● **Task to complete**
Only the lines holding "below" are wanted here; copy each from the listing.

● **Dataset content**
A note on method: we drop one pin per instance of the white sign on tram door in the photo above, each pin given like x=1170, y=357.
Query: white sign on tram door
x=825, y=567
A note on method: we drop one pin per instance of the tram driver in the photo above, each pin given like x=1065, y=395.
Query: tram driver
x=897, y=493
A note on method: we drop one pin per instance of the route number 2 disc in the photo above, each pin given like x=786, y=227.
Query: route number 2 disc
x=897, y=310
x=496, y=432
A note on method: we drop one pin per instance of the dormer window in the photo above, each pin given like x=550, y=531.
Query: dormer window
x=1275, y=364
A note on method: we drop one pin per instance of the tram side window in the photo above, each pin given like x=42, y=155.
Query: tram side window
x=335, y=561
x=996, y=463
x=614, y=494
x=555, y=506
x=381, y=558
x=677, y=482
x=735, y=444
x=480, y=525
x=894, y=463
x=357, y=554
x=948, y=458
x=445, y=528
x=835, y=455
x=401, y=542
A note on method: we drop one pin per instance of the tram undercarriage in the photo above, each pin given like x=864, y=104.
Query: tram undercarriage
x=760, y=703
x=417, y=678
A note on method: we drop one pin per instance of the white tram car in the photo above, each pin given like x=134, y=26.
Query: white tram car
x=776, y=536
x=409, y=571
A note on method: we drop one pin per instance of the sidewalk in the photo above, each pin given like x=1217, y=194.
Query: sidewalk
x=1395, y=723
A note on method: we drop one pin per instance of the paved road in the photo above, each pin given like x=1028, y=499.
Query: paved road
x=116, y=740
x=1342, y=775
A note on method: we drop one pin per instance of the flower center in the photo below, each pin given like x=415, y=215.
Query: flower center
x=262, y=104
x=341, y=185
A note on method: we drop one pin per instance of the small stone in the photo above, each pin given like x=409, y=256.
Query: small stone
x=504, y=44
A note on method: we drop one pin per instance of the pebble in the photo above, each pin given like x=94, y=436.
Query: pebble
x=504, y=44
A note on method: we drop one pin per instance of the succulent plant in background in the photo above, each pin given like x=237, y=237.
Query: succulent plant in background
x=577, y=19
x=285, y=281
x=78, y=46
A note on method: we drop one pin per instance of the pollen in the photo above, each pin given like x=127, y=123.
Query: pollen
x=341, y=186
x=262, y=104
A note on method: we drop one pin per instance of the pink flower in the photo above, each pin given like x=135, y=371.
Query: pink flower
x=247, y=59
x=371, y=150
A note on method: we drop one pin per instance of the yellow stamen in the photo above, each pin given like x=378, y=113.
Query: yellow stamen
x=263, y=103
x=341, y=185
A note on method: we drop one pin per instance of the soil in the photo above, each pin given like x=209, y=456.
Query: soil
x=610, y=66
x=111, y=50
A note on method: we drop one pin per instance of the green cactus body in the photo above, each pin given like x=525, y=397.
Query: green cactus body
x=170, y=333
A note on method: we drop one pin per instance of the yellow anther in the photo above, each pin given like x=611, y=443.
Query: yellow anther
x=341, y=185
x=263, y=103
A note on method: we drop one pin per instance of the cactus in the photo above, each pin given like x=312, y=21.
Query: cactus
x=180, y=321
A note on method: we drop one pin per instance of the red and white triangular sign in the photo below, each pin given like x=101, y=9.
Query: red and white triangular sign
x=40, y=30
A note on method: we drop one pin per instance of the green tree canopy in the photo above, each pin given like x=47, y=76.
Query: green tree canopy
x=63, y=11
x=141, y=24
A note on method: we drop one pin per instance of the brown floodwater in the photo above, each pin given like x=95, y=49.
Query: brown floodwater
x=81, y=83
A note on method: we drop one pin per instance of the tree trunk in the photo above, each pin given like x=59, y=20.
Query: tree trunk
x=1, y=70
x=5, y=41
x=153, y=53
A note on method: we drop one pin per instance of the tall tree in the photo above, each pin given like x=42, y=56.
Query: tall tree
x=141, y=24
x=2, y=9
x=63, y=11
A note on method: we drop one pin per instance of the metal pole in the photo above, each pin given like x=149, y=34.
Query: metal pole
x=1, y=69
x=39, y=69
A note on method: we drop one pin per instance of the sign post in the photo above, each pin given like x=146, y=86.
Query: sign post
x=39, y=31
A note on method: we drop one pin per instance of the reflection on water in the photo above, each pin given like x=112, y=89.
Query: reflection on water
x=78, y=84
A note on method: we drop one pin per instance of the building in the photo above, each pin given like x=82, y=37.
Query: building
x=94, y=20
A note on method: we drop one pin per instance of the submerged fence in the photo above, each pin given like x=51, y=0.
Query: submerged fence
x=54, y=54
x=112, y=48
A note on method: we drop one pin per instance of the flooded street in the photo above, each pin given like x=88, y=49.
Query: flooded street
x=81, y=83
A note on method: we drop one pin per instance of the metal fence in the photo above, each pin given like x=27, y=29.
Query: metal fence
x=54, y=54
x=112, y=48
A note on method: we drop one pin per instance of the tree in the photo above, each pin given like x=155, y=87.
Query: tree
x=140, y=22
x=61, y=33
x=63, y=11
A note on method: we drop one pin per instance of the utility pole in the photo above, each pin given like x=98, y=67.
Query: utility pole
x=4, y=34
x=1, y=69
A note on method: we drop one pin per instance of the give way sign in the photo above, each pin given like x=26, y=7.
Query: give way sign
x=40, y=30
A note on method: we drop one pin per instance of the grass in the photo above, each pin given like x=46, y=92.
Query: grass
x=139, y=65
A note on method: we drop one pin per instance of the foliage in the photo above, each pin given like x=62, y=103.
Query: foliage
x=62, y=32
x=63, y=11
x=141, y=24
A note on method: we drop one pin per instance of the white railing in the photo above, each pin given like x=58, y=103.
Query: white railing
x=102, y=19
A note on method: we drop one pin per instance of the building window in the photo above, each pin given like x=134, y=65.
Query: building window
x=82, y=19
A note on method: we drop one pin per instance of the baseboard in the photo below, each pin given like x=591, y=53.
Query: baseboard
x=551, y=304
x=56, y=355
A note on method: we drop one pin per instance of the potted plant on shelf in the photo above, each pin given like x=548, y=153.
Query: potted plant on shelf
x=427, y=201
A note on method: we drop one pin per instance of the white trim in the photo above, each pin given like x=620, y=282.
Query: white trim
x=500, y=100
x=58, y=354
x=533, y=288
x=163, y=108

● **Task solution**
A note on method: we drop one pin per instance of the flower center in the photo below, each pin given like x=415, y=215.
A note on method: we drop one pin per instance of the red and white triangular sign in the photo below, each pin given like x=101, y=9.
A note on method: we drop one pin per instance of the baseboard in the photo below, each pin given like x=591, y=53.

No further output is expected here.